Dataset records:
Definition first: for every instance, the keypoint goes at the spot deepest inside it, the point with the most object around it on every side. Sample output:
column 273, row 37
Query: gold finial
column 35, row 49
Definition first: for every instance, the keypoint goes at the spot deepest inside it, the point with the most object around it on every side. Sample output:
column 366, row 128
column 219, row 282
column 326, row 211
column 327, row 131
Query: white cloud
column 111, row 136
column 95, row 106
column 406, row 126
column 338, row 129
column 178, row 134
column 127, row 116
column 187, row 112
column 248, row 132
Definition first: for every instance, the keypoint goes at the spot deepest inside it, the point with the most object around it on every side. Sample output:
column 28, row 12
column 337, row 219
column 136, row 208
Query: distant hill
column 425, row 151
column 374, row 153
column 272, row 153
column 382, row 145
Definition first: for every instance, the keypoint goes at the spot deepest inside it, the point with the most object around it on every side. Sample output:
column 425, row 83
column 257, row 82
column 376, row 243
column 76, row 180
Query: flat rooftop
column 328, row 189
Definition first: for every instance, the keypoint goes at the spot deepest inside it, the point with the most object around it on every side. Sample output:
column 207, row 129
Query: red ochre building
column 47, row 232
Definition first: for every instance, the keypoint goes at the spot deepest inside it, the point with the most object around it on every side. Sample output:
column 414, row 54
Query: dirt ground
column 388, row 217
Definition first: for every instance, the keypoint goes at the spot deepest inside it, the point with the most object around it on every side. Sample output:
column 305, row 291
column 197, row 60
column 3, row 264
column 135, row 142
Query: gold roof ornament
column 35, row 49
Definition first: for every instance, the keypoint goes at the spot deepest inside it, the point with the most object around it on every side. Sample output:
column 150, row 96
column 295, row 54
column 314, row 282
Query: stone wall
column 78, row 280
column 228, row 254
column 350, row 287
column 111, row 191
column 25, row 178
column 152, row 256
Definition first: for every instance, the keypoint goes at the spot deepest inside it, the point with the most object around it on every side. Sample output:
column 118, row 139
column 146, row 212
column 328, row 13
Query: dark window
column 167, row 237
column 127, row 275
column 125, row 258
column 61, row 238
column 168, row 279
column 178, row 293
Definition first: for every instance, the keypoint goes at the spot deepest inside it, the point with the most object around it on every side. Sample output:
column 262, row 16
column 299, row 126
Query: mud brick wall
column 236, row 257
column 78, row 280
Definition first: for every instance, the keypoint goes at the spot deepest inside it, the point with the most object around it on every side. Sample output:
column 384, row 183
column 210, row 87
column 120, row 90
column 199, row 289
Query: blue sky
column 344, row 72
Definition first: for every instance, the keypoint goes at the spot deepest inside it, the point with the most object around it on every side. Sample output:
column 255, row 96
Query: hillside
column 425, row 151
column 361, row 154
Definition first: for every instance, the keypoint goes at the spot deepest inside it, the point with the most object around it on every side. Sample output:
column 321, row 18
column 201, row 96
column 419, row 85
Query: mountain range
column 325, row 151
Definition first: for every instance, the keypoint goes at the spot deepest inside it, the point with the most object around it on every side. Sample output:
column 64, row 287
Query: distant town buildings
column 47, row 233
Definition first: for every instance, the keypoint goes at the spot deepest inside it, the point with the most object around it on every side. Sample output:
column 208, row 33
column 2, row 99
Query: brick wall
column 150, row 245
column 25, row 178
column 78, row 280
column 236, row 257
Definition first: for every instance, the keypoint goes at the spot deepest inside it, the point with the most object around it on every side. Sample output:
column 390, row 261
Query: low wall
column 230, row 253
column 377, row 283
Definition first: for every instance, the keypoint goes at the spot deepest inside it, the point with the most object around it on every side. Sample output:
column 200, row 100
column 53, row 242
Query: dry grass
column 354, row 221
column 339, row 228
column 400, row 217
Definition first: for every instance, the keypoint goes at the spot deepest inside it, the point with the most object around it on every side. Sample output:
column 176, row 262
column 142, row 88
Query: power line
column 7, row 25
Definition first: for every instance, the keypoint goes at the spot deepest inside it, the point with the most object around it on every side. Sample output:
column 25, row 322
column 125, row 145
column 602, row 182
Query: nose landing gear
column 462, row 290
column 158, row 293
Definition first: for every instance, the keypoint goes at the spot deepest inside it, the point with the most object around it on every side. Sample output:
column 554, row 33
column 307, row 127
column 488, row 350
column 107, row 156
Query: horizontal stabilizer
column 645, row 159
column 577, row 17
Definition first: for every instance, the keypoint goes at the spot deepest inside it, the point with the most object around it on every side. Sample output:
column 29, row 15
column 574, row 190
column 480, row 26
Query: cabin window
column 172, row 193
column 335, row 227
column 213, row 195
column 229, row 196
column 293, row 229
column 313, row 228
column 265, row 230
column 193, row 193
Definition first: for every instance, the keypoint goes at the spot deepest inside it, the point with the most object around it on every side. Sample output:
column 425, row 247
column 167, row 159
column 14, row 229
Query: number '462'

# [STATED TASK]
Reproduce the data in its entirety, matching each character.

# [TASK ANSWER]
Definition first: for every instance, the keypoint goes at the spot deepest inside it, the point with the most object around it on every side. Sample output:
column 273, row 37
Query: gold finial
column 35, row 49
Definition first: for every instance, the keypoint goes at the spot deepest inside it, the point with the most object around it on every side. Sample output:
column 366, row 128
column 219, row 282
column 326, row 211
column 327, row 131
Query: white cloud
column 111, row 136
column 95, row 106
column 406, row 126
column 338, row 129
column 178, row 134
column 127, row 116
column 187, row 112
column 248, row 132
Definition first: for every instance, the keypoint goes at the spot deepest inside it, the point with the most object around it on every side. Sample output:
column 28, row 12
column 337, row 219
column 136, row 208
Query: distant hill
column 425, row 151
column 374, row 153
column 272, row 153
column 382, row 145
Definition first: for every instance, the keypoint goes at the spot deepest inside it, the point with the most object around it on every side. Sample output:
column 425, row 83
column 257, row 82
column 376, row 243
column 76, row 180
Query: flat rooftop
column 328, row 189
Definition first: for every instance, the keypoint goes at the spot deepest inside it, the point with the most object around it on every side. Sample output:
column 207, row 129
Query: red ochre building
column 47, row 232
Definition first: for every instance, the keypoint goes at the spot deepest inside it, the point with the most object around it on every side. Sample output:
column 414, row 54
Query: dirt ground
column 388, row 217
Definition first: for every instance, the keypoint goes at the spot deepest inside it, the point with the most object around it on every side. Sample output:
column 305, row 291
column 197, row 60
column 3, row 264
column 135, row 142
Query: gold roof ornament
column 35, row 49
Definition first: for every instance, the keypoint goes at the spot deepest inside it, the point with the most object around it on every side. Sample output:
column 150, row 96
column 295, row 54
column 314, row 282
Query: stone wall
column 78, row 280
column 228, row 254
column 350, row 287
column 111, row 191
column 25, row 178
column 152, row 256
Definition first: for every instance, the keypoint goes at the spot deepest inside it, the point with the most object around it on every side. Sample output:
column 118, row 139
column 146, row 212
column 328, row 13
Query: dark window
column 167, row 237
column 127, row 275
column 125, row 258
column 61, row 238
column 168, row 279
column 178, row 293
Definition first: for every instance, the keypoint goes at the spot deepest inside it, the point with the most object around it on every side. Sample output:
column 262, row 16
column 299, row 126
Query: mud brick wall
column 236, row 257
column 78, row 280
Definition first: for every instance, the keypoint goes at the spot deepest inside it, the point with the most object around it on every side. Sample output:
column 384, row 183
column 210, row 87
column 120, row 90
column 199, row 289
Query: blue sky
column 344, row 72
Definition first: for every instance, the keypoint goes at the spot deepest inside it, the point with the most object around it on every side. Sample output:
column 255, row 96
Query: hillside
column 425, row 151
column 361, row 154
Definition first: for every instance, the keypoint goes at the spot deepest inside it, the point with the most object around it on every side. Sample output:
column 321, row 18
column 201, row 96
column 419, row 85
Query: mountain range
column 325, row 151
Definition first: for every instance, the keypoint goes at the spot deepest inside it, the point with the most object around it on every side. Sample output:
column 64, row 287
Query: distant town buildings
column 47, row 233
Definition first: for every instance, the keypoint goes at the spot deepest inside it, the point with the most object around it on every side. Sample output:
column 208, row 33
column 2, row 99
Query: brick wall
column 150, row 245
column 25, row 178
column 78, row 280
column 236, row 257
Definition first: for every instance, the keypoint goes at the spot deepest inside it, the point with the most object around it on every side. Sample output:
column 390, row 261
Query: low wall
column 230, row 253
column 377, row 283
Definition first: for every instance, the keypoint goes at the spot deepest inside it, the point with the most object around it on every side. Sample output:
column 200, row 100
column 53, row 242
Query: dry grass
column 354, row 221
column 339, row 228
column 400, row 217
Definition first: for every instance, the keypoint goes at the spot deepest inside it, the point with the most object around it on every side. Sample output:
column 176, row 262
column 142, row 88
Query: power line
column 7, row 25
Definition first: for every instance, the keypoint goes at the spot deepest inside it, the point with the most object around it on every side. Sample output:
column 25, row 322
column 125, row 145
column 602, row 182
Query: nose landing gear
column 462, row 290
column 158, row 293
Definition first: for every instance, the keypoint goes at the spot deepest inside it, the point with the most object around it on every side. Sample output:
column 554, row 33
column 307, row 127
column 488, row 350
column 107, row 156
Query: horizontal stabilizer
column 645, row 159
column 577, row 17
Definition first: for every instance, the keypoint goes at the spot deepest inside it, the point with the most object around it on every side. Sample output:
column 29, row 15
column 574, row 190
column 480, row 26
Query: cabin window
column 172, row 193
column 335, row 227
column 213, row 195
column 229, row 196
column 293, row 229
column 313, row 228
column 265, row 230
column 193, row 193
Definition first: for every instance, the keypoint goes at the spot deepest inside it, the point with the most object around it on every side. Sample output:
column 425, row 247
column 167, row 159
column 14, row 229
Query: number '462'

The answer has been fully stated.